PROBLEM DESCRIPTION: Show every line of the material that follows in which the word "below" occurs.

DATA TO EXAMINE:
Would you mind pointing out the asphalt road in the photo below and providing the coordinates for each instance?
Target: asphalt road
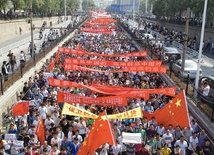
(25, 46)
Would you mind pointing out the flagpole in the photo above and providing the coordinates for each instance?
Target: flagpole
(200, 49)
(110, 129)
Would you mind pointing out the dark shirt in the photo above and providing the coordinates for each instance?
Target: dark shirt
(145, 152)
(25, 138)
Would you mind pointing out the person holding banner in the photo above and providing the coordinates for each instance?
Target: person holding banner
(144, 151)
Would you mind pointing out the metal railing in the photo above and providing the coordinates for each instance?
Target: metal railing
(22, 69)
(14, 45)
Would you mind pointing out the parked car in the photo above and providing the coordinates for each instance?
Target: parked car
(189, 68)
(210, 80)
(169, 52)
(148, 36)
(210, 98)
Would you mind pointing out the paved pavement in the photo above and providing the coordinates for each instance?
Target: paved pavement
(24, 47)
(207, 63)
(9, 96)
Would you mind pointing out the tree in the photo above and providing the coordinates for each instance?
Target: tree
(88, 5)
(18, 5)
(3, 6)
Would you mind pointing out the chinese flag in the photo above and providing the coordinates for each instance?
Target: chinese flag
(21, 108)
(101, 132)
(57, 56)
(40, 131)
(175, 112)
(79, 47)
(51, 65)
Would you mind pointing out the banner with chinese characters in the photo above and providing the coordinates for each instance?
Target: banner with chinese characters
(104, 20)
(145, 63)
(110, 100)
(80, 52)
(134, 113)
(159, 69)
(101, 30)
(130, 92)
(69, 109)
(74, 111)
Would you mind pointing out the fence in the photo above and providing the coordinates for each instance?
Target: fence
(21, 70)
(14, 45)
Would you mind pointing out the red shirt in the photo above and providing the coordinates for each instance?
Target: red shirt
(145, 152)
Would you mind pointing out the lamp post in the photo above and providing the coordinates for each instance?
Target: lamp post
(200, 48)
(65, 12)
(31, 30)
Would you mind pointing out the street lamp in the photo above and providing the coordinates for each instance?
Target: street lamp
(65, 12)
(200, 49)
(31, 30)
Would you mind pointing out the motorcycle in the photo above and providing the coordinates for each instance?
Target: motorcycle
(40, 35)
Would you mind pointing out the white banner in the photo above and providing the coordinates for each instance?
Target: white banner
(134, 138)
(18, 144)
(46, 75)
(10, 137)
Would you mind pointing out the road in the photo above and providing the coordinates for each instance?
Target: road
(207, 63)
(24, 47)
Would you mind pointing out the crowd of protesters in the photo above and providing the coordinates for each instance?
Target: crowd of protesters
(64, 134)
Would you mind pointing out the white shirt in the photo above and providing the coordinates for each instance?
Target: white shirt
(48, 123)
(116, 149)
(22, 56)
(121, 143)
(35, 123)
(70, 136)
(194, 141)
(81, 128)
(168, 138)
(57, 141)
(183, 145)
(206, 90)
(61, 135)
(160, 130)
(42, 112)
(104, 150)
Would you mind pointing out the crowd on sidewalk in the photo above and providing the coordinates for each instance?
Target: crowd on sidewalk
(64, 134)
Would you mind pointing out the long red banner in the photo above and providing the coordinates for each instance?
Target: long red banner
(96, 30)
(147, 63)
(80, 52)
(135, 93)
(110, 100)
(159, 69)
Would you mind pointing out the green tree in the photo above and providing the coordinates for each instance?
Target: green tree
(88, 5)
(3, 6)
(18, 4)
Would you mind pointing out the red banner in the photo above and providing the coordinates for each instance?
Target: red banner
(80, 52)
(161, 69)
(147, 63)
(110, 100)
(170, 91)
(134, 93)
(104, 20)
(157, 69)
(98, 30)
(70, 51)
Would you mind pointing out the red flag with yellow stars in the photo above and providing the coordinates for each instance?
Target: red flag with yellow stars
(21, 108)
(51, 65)
(40, 131)
(101, 132)
(175, 112)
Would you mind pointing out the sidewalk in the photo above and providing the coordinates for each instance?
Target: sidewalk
(9, 96)
(24, 47)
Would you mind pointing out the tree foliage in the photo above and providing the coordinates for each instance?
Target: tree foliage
(174, 8)
(43, 7)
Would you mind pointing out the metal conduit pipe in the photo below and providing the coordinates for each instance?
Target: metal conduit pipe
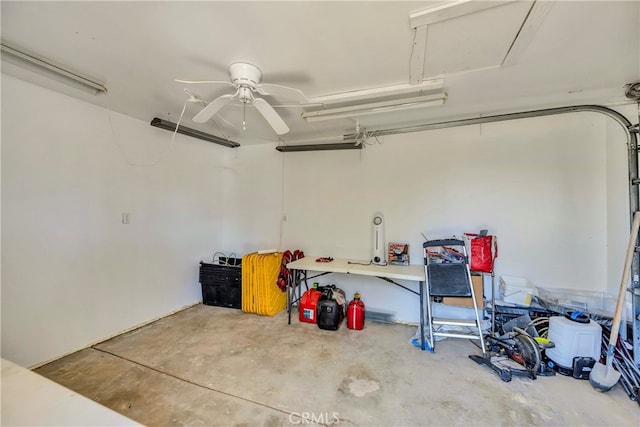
(632, 155)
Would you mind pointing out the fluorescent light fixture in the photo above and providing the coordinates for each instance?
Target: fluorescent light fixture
(170, 126)
(318, 147)
(368, 94)
(49, 69)
(375, 108)
(450, 10)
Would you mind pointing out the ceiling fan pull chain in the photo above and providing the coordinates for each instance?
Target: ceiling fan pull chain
(244, 116)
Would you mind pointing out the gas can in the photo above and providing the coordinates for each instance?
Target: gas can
(308, 304)
(355, 313)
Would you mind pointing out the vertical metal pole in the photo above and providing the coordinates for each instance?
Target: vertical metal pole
(423, 346)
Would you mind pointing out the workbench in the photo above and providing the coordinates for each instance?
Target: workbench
(388, 273)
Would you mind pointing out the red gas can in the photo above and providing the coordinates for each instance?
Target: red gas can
(355, 313)
(308, 303)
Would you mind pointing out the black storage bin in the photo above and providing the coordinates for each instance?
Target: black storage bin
(221, 285)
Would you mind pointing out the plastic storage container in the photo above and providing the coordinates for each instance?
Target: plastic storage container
(573, 339)
(516, 290)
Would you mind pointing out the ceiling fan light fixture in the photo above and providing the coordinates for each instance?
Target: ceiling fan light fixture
(375, 108)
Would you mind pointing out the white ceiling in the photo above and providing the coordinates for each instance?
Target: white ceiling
(513, 56)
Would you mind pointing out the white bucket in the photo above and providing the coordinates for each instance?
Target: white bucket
(516, 290)
(573, 339)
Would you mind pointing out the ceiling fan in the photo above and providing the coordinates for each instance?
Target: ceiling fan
(246, 80)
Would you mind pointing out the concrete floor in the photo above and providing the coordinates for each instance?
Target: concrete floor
(209, 366)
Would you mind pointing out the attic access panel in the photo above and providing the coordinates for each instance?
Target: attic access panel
(462, 36)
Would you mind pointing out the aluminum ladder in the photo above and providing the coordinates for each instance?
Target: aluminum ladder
(448, 274)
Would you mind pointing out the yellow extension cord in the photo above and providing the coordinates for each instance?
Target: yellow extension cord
(260, 293)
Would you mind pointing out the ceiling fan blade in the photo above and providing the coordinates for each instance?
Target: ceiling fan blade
(270, 115)
(221, 82)
(282, 91)
(212, 108)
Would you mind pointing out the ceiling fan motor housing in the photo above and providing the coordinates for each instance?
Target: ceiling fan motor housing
(244, 74)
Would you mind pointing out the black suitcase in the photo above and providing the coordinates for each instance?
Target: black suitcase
(330, 309)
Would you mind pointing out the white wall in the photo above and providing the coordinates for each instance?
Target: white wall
(544, 186)
(552, 189)
(72, 273)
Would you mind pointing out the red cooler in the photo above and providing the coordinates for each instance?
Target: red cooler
(355, 313)
(308, 304)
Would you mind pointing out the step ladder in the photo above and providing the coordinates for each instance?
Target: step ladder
(448, 274)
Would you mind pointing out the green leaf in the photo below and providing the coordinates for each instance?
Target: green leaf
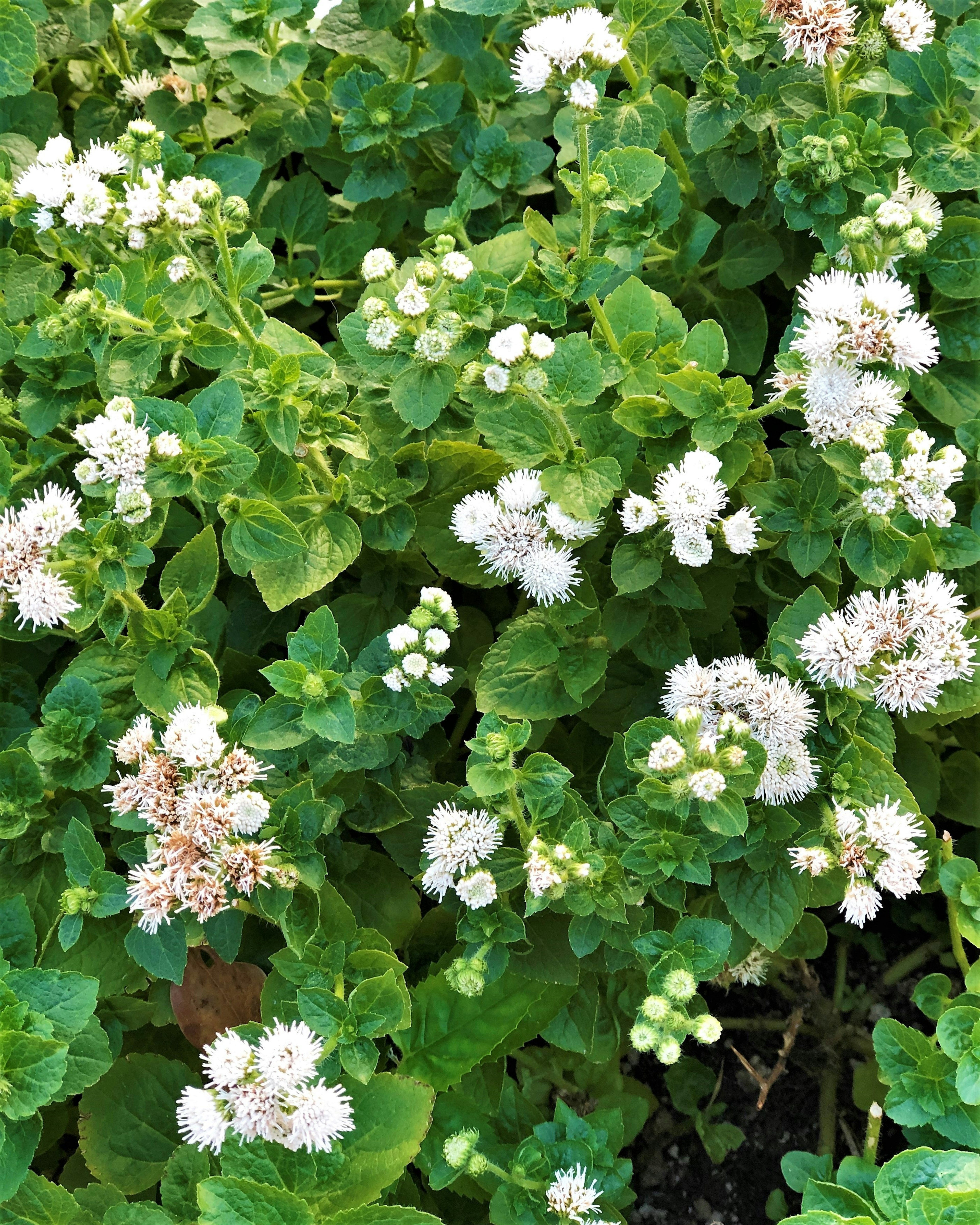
(770, 903)
(393, 1114)
(19, 58)
(421, 392)
(260, 532)
(238, 1202)
(128, 1125)
(193, 571)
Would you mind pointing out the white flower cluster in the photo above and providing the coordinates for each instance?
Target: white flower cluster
(921, 483)
(907, 645)
(151, 203)
(194, 793)
(780, 715)
(571, 1198)
(564, 48)
(26, 539)
(875, 845)
(516, 354)
(512, 536)
(455, 843)
(548, 868)
(689, 500)
(852, 323)
(118, 454)
(267, 1092)
(910, 26)
(433, 339)
(421, 641)
(75, 190)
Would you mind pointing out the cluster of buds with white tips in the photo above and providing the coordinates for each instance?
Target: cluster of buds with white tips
(515, 353)
(416, 320)
(906, 645)
(695, 762)
(565, 51)
(780, 715)
(852, 323)
(28, 538)
(265, 1092)
(118, 454)
(456, 843)
(891, 227)
(663, 1021)
(515, 535)
(876, 848)
(552, 869)
(421, 641)
(919, 487)
(460, 1152)
(195, 796)
(688, 503)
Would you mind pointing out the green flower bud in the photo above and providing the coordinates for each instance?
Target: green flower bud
(913, 242)
(669, 1051)
(707, 1030)
(680, 985)
(236, 209)
(656, 1009)
(858, 230)
(459, 1148)
(645, 1037)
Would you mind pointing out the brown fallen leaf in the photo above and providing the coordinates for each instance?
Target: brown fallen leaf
(215, 996)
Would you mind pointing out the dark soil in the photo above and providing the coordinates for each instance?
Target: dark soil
(674, 1179)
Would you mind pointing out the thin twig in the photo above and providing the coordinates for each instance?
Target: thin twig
(766, 1083)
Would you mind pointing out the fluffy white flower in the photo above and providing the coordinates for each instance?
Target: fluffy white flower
(862, 902)
(666, 754)
(498, 379)
(521, 490)
(456, 266)
(549, 574)
(910, 26)
(478, 890)
(318, 1117)
(412, 299)
(402, 637)
(509, 346)
(638, 514)
(227, 1060)
(137, 743)
(571, 1198)
(788, 776)
(249, 813)
(287, 1055)
(203, 1119)
(192, 737)
(138, 89)
(45, 600)
(475, 519)
(740, 531)
(459, 840)
(584, 95)
(541, 347)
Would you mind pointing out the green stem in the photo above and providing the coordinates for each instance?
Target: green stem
(120, 47)
(831, 88)
(47, 940)
(952, 913)
(587, 221)
(599, 315)
(679, 167)
(712, 30)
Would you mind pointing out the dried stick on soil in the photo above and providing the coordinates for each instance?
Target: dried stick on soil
(766, 1083)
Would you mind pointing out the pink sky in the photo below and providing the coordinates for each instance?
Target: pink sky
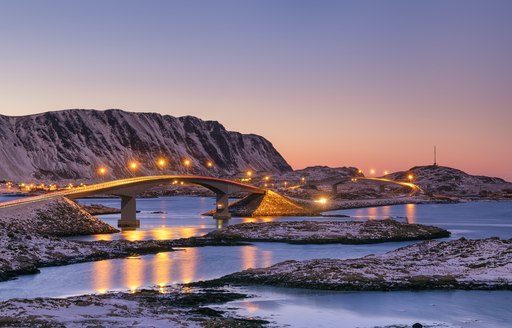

TASK RESPONSE:
Would you mind pointing out the asphalt road in the photo below and providing the coordinates for each instance?
Would you mind pointing out the metal conduit pipe in the photo below and providing the coordinates for each instance?
Would you mind pointing out the green leaf in the photo below and providing the coordinates for each instance?
Would you mind pointing out the pink sky in the photo below and providing the coordinates for each instance?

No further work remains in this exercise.